TASK DESCRIPTION ▸
Reproduce word for word the lines of the records starting at the line that contains "Where can you spot the arched" and continuing through the last line of the records, with both ends included. Omit the pictures.

PROVIDED ENTRIES ▸
---------------
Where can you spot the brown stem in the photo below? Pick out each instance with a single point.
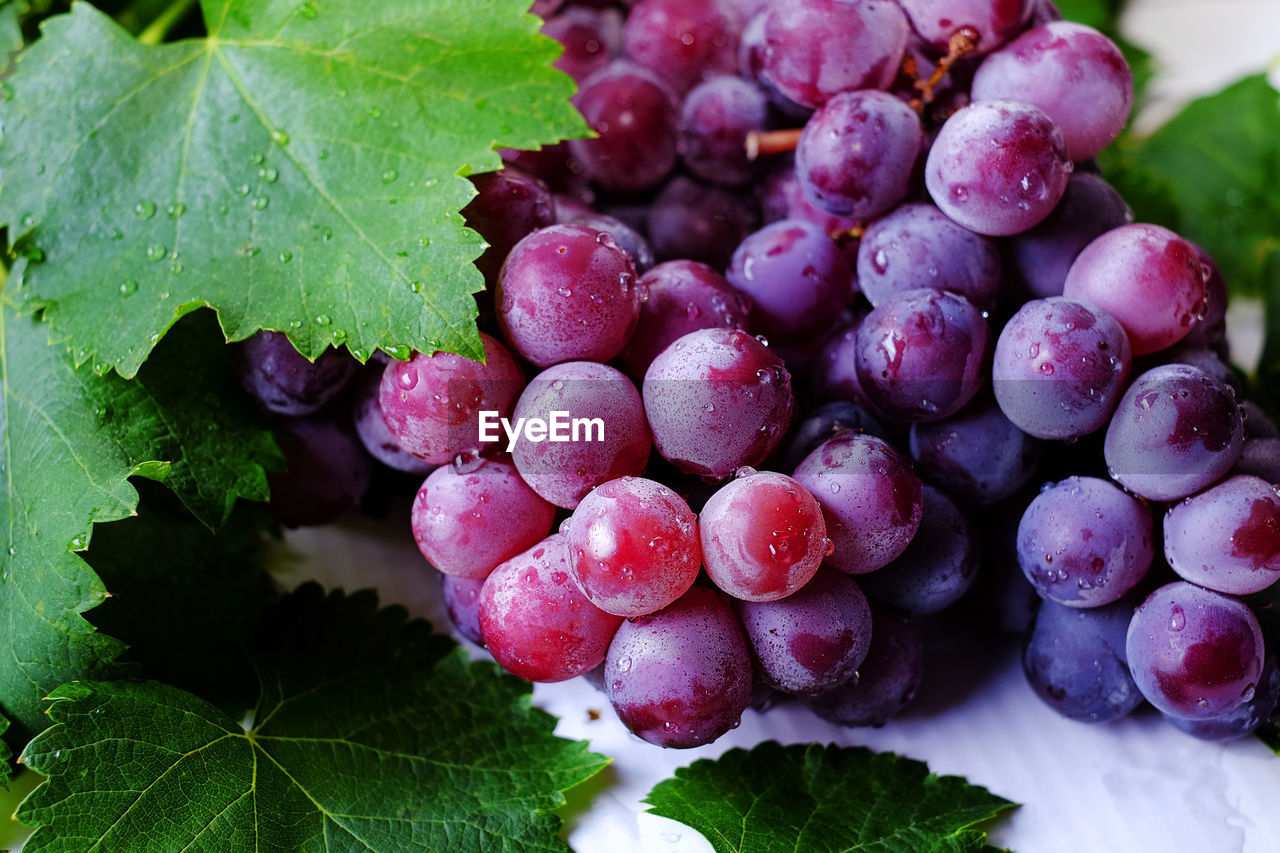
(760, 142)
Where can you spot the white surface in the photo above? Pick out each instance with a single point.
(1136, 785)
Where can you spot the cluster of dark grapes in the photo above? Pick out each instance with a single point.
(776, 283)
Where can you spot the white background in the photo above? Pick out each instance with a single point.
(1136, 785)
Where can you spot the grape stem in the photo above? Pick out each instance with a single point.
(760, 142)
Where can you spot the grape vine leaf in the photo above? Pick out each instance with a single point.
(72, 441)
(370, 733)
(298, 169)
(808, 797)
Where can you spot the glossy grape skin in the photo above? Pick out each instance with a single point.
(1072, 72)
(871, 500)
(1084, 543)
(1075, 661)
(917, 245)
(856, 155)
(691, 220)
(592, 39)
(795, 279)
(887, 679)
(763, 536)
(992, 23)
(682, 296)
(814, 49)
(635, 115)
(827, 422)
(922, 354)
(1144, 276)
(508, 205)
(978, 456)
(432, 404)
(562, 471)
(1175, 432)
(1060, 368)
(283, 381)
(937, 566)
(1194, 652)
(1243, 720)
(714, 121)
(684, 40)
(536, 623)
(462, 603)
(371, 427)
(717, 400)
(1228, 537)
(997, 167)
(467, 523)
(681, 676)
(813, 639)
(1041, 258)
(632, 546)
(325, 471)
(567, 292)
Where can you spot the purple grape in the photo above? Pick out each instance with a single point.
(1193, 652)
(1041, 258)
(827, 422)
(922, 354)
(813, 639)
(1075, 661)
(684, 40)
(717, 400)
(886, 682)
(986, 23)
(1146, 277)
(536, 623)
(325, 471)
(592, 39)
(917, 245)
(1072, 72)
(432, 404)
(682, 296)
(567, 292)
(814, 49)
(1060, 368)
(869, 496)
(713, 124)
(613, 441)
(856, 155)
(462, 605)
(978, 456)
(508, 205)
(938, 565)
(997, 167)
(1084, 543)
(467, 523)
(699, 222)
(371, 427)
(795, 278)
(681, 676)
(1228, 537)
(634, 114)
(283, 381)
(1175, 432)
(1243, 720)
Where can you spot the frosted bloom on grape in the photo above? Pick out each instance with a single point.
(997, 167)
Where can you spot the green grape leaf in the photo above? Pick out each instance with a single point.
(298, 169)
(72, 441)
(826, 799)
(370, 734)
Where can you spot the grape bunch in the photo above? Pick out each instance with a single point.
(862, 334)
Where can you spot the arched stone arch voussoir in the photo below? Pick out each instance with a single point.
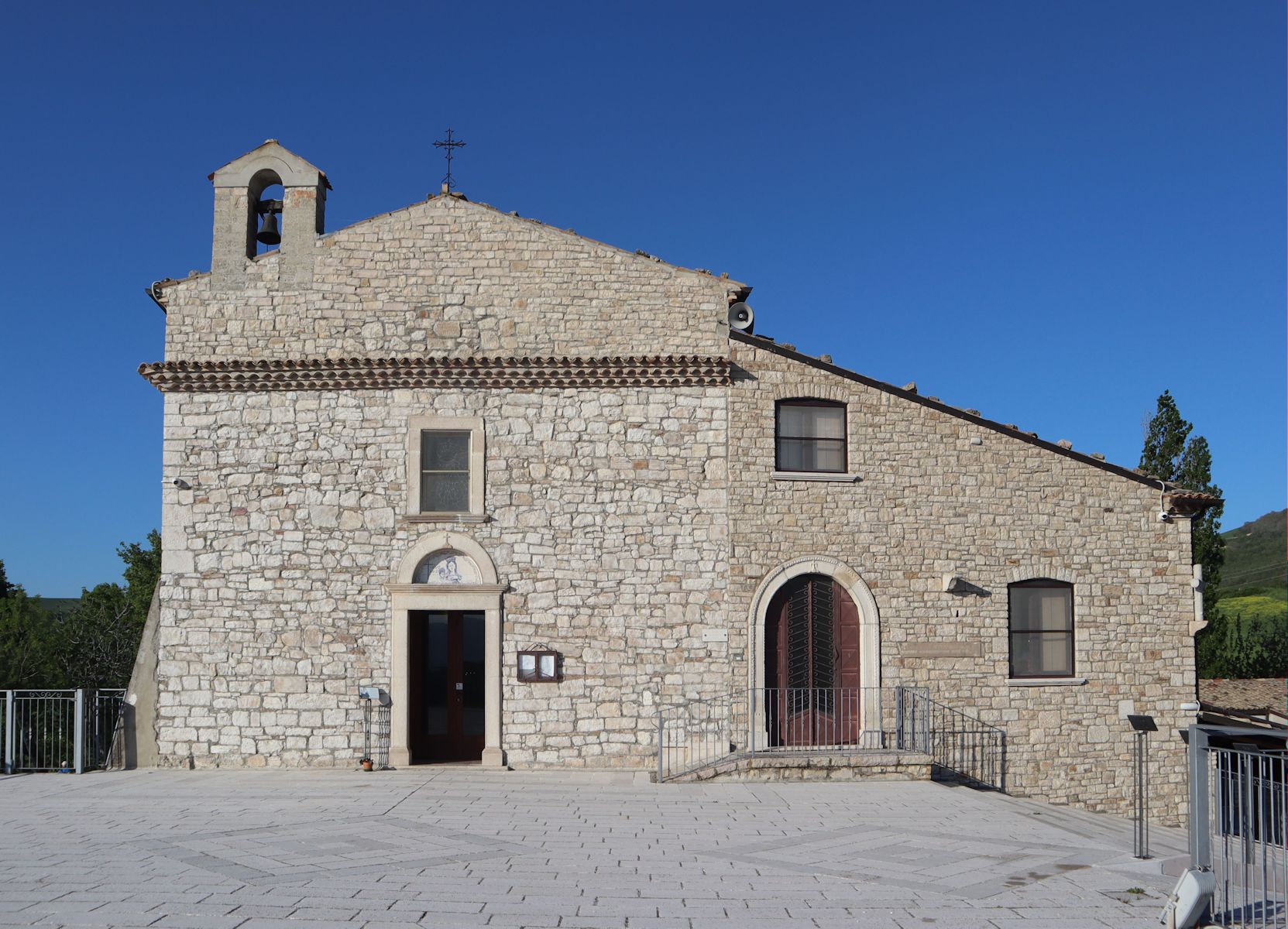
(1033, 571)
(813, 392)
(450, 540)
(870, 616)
---------------
THE ANSWER ▸
Where can you spot the arched stone arch voussoir in the photo below? Pick out each instance with a single point.
(1033, 571)
(813, 392)
(450, 540)
(870, 616)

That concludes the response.